Try it -
Answer these questions from the passage on curating SARS-CoV-2 data:
(a) Which template should be selected from the template dropdown for this curation exercise?
(b) In the mapping table, which SC2 Field does "Collection Date" map to?
(c) What service does the abbreviation OLS refer to?

Passage to read -
..............................

3.3 Curating SARS-CoV-2 data for phylodynamics analysis
This SARS-CoV-2 dataset is designed for downstream phylodynamics (molecular clock, growth rate estimation, spatiotemporal reconstruction).These analyses require precise and complete dates and geographical resolution hence, careful contextual data curation is essential.
- Locate and download the 3-3_SC2_datesUK_small.csv dataset - this can be found at http://##.uhn-hpc.ca/module1/SC2_B117_data (replace the ## with your student number).
- For this curation exercise, we need to use a different standard. Switch to the correct template by using the template dropdown and selecting SC2CBW.
- Review the prioritised information and the mapping schema provided by the instructor (included in the table below).
- In the data identify Enter the information from the record w in the DataHarmonizer template according to the mapping, using the drop down menus where appropriate.
- Check your curated data against the 3-3_SC2_small_cleaned.csv answer key provided in the Module 1 folder.
| Original Field | SC2CBW Module | SC2 Field |
|---|---|---|
| Sequence name | Bioinformatics and QC metrics | consensus sequence name |
| Accession | Database identifiers | INSDC assembly accession |
| Organism name | Sample collection and processing | number of contigs |
| Pangolin | Lineage and Variant information | lineage/clade name |
| PangoVersions | Lineage and Variant information | lineage/clade analysis software name; lineage/clade analysis software version |
| Length | Bioinformatics and QC metrics | sequence assembly length |
| Geo-Location | Sample collection and processing | geo_loc name (country); geo_loc name (state/province/territory); geo_loc name (city) |
| Host | Host information | host (scientific name) |
| Tissue Specimen Source | Sample collection and processing | anatomical part |
| Collection Date | Sample collection and processing | sample collection date |
Tip: Template Selection Matters
Each template encodes a different data standard.
If something looks “wrong” — missing fields, unexpected picklists, validation errors — double-check that you are using the correct template in the top-right dropdown.
Using EBI OLS to identify controlled vocabulary
Identifying standardised terms is key for developing interoperable standards. The EBI’s ontology look-up service (OLS) is an important tool for searching, comparing, and evaluating available vocabulary in different thesauri and ontologies.
Participants will use the lessons and guidance from the lecture component of the lab to identify standardized terms using OLS for capturing the descriptive text provided in the exercise.
Open the link for the EBI-OLS website in any browser. Create the following chart in a text editor:
| Description | Standardized label | Ontology ID |
|---|---|---|
| Inner lining of the cheek | ||
| Sample collection method - saline mouth rinse | ||
| BAL lung fluid collection | ||
| garbanzo bean |
- Enter one of the descriptors provided in the OLS search bar and press Search.
- Examine the list of hits that appear, and consider the following when selecting the best match:
- The definition
- The granularity of the suggested term
- The domain of the source ontology
- Reuse of the term in different ontologies
- Select the best match and capture the standardized label, the ontology ID, and the term definition in the chart.

..............................

Data supplied -
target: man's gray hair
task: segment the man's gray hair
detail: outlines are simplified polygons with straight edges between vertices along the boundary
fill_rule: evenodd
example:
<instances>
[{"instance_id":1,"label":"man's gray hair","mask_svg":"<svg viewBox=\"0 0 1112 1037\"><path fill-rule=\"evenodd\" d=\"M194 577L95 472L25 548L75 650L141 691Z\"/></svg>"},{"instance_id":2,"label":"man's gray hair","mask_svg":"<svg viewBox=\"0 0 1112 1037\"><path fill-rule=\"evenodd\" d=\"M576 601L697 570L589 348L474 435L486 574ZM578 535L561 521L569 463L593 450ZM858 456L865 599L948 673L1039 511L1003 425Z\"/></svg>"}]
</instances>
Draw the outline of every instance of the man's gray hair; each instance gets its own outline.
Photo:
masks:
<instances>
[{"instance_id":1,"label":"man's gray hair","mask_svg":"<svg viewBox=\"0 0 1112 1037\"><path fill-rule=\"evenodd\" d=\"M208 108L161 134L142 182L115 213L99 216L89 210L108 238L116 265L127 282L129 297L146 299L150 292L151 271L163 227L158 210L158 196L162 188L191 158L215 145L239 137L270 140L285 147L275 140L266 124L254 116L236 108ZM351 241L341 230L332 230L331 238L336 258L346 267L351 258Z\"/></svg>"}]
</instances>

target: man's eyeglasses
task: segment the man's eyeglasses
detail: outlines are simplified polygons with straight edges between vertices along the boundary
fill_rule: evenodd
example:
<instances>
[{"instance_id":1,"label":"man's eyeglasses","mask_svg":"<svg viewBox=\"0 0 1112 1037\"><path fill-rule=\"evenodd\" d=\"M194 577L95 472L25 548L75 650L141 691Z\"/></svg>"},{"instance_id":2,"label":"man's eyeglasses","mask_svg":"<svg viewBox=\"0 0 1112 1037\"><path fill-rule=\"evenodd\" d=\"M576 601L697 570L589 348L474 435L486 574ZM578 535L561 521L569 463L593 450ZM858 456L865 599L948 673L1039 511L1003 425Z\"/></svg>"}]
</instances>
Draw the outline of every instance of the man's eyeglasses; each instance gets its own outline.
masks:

..............................

Reply -
(a) SC2CBW
(b) sample collection date
(c) The EBI's ontology look-up service